** START RECORD LIST **

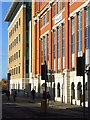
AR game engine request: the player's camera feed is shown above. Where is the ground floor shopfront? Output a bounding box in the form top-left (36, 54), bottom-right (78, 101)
top-left (10, 70), bottom-right (88, 106)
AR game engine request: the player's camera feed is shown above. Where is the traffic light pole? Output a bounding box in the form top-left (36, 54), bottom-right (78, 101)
top-left (83, 53), bottom-right (85, 120)
top-left (45, 61), bottom-right (47, 112)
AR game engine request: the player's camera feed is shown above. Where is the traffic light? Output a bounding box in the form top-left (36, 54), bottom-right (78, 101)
top-left (77, 57), bottom-right (85, 76)
top-left (41, 65), bottom-right (48, 80)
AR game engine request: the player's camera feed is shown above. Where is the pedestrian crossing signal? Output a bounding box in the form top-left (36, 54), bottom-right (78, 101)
top-left (77, 57), bottom-right (84, 76)
top-left (41, 65), bottom-right (48, 80)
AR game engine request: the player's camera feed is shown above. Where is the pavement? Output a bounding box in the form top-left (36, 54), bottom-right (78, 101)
top-left (3, 96), bottom-right (88, 113)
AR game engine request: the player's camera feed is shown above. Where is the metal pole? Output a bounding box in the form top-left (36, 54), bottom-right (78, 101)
top-left (87, 67), bottom-right (90, 118)
top-left (62, 73), bottom-right (65, 103)
top-left (51, 71), bottom-right (52, 104)
top-left (83, 53), bottom-right (85, 119)
top-left (45, 61), bottom-right (47, 112)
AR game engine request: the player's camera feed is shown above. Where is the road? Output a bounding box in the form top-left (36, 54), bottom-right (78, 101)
top-left (2, 96), bottom-right (87, 120)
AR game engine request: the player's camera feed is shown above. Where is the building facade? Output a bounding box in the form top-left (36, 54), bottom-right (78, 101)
top-left (32, 0), bottom-right (90, 106)
top-left (5, 1), bottom-right (32, 94)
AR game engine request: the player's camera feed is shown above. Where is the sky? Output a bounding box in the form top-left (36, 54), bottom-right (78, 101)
top-left (0, 1), bottom-right (11, 80)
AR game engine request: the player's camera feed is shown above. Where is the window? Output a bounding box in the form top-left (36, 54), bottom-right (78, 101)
top-left (62, 24), bottom-right (65, 69)
top-left (14, 68), bottom-right (16, 75)
top-left (58, 0), bottom-right (60, 13)
top-left (16, 21), bottom-right (18, 28)
top-left (19, 34), bottom-right (20, 42)
top-left (44, 15), bottom-right (46, 25)
top-left (71, 18), bottom-right (74, 53)
top-left (18, 66), bottom-right (20, 74)
top-left (13, 28), bottom-right (14, 34)
top-left (58, 27), bottom-right (60, 71)
top-left (9, 58), bottom-right (10, 63)
top-left (14, 24), bottom-right (16, 31)
top-left (14, 54), bottom-right (16, 60)
top-left (16, 67), bottom-right (18, 74)
top-left (16, 36), bottom-right (18, 44)
top-left (16, 52), bottom-right (18, 59)
top-left (78, 12), bottom-right (82, 52)
top-left (47, 35), bottom-right (50, 60)
top-left (54, 31), bottom-right (56, 58)
top-left (19, 50), bottom-right (20, 58)
top-left (54, 31), bottom-right (56, 71)
top-left (62, 2), bottom-right (65, 9)
top-left (47, 11), bottom-right (49, 22)
top-left (62, 24), bottom-right (64, 57)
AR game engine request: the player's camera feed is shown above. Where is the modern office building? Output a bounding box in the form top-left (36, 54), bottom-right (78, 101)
top-left (32, 0), bottom-right (90, 105)
top-left (5, 1), bottom-right (32, 94)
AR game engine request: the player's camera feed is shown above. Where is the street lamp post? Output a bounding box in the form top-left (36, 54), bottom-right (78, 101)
top-left (62, 73), bottom-right (65, 103)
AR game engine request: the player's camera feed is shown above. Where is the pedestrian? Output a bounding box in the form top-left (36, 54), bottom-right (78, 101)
top-left (13, 89), bottom-right (17, 102)
top-left (31, 89), bottom-right (35, 100)
top-left (6, 90), bottom-right (10, 101)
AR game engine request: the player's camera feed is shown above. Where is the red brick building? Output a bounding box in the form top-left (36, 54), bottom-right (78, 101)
top-left (32, 0), bottom-right (90, 104)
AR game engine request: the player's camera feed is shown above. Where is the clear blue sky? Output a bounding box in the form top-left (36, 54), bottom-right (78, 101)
top-left (0, 2), bottom-right (11, 80)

** END RECORD LIST **

• EXERCISE DETAILS: Write out all the rows above again, swapping "camera feed" for "live video" and leaving everything else unchanged. Omit the pictures from your answer.

• EXERCISE ANSWER:
AR game engine request: the player's live video is shown above. Where is the ground floor shopfront? Output a bounding box in the form top-left (36, 54), bottom-right (78, 101)
top-left (10, 70), bottom-right (88, 106)
AR game engine request: the player's live video is shown above. Where is the traffic light pole? Output a bounding box in the form top-left (36, 54), bottom-right (78, 101)
top-left (83, 53), bottom-right (85, 120)
top-left (45, 61), bottom-right (47, 112)
AR game engine request: the player's live video is shown above. Where is the traffic light? Output a bounding box in the form top-left (36, 54), bottom-right (78, 101)
top-left (77, 57), bottom-right (85, 76)
top-left (41, 65), bottom-right (48, 80)
AR game engine request: the player's live video is shown above. Where is the pedestrian crossing signal? Output a bounding box in the form top-left (36, 54), bottom-right (78, 101)
top-left (77, 57), bottom-right (84, 76)
top-left (41, 65), bottom-right (48, 80)
AR game engine request: the player's live video is shown above. Where is the pavement? Output a bounding box in the form top-left (36, 54), bottom-right (78, 101)
top-left (3, 96), bottom-right (88, 113)
AR game engine request: the player's live video is shown above. Where is the metal pole? Output a bounding box in the form top-left (36, 54), bottom-right (78, 101)
top-left (87, 67), bottom-right (90, 118)
top-left (62, 73), bottom-right (65, 103)
top-left (51, 71), bottom-right (52, 104)
top-left (83, 53), bottom-right (85, 119)
top-left (45, 61), bottom-right (47, 112)
AR game engine request: the player's live video is shown above. Where is the road? Output a bounding box in the form top-left (36, 54), bottom-right (78, 101)
top-left (2, 96), bottom-right (87, 120)
AR game engine request: the player's live video is shown above. Where is the building facade? Output a bounding box in the form top-left (36, 54), bottom-right (78, 101)
top-left (32, 0), bottom-right (90, 106)
top-left (5, 1), bottom-right (32, 94)
AR game engine request: the player's live video is shown above. Where is the sky? Output a bounding box in the form top-left (36, 54), bottom-right (78, 101)
top-left (0, 1), bottom-right (11, 80)
AR game engine request: the player's live video is shown above. Where is the window? Output a bounding box in the form top-left (36, 54), bottom-right (78, 101)
top-left (62, 24), bottom-right (65, 69)
top-left (14, 68), bottom-right (16, 75)
top-left (58, 0), bottom-right (60, 13)
top-left (16, 21), bottom-right (18, 28)
top-left (19, 34), bottom-right (20, 42)
top-left (44, 15), bottom-right (46, 25)
top-left (71, 18), bottom-right (74, 53)
top-left (18, 66), bottom-right (20, 74)
top-left (13, 28), bottom-right (14, 34)
top-left (58, 27), bottom-right (60, 71)
top-left (9, 58), bottom-right (10, 63)
top-left (14, 24), bottom-right (16, 31)
top-left (14, 54), bottom-right (16, 60)
top-left (16, 67), bottom-right (18, 74)
top-left (16, 36), bottom-right (18, 44)
top-left (16, 52), bottom-right (18, 59)
top-left (78, 12), bottom-right (82, 52)
top-left (47, 35), bottom-right (50, 60)
top-left (54, 31), bottom-right (56, 58)
top-left (19, 50), bottom-right (20, 58)
top-left (54, 31), bottom-right (56, 71)
top-left (62, 2), bottom-right (65, 9)
top-left (47, 11), bottom-right (49, 22)
top-left (62, 24), bottom-right (64, 57)
AR game engine request: the player's live video is shown above. Where is the modern office building? Output a bounding box in the form top-left (36, 54), bottom-right (78, 101)
top-left (32, 0), bottom-right (90, 105)
top-left (5, 1), bottom-right (32, 94)
AR game engine request: the player's live video is shown above. Where is the street lamp post? Output a bounding box in the form top-left (36, 54), bottom-right (78, 101)
top-left (62, 73), bottom-right (65, 103)
AR game engine request: the player's live video is shown above. Where is the pedestrian? Output a bounding box in the form top-left (36, 54), bottom-right (78, 101)
top-left (13, 89), bottom-right (17, 102)
top-left (31, 89), bottom-right (35, 100)
top-left (6, 90), bottom-right (10, 101)
AR game engine request: the player's live video is shown above. Where is the red brick building? Output a bounding box in the form top-left (36, 54), bottom-right (78, 101)
top-left (32, 0), bottom-right (90, 104)
AR game engine request: the player's live video is shown above. Where is the clear blue sky? Output a bounding box in the form top-left (36, 54), bottom-right (78, 101)
top-left (0, 2), bottom-right (11, 80)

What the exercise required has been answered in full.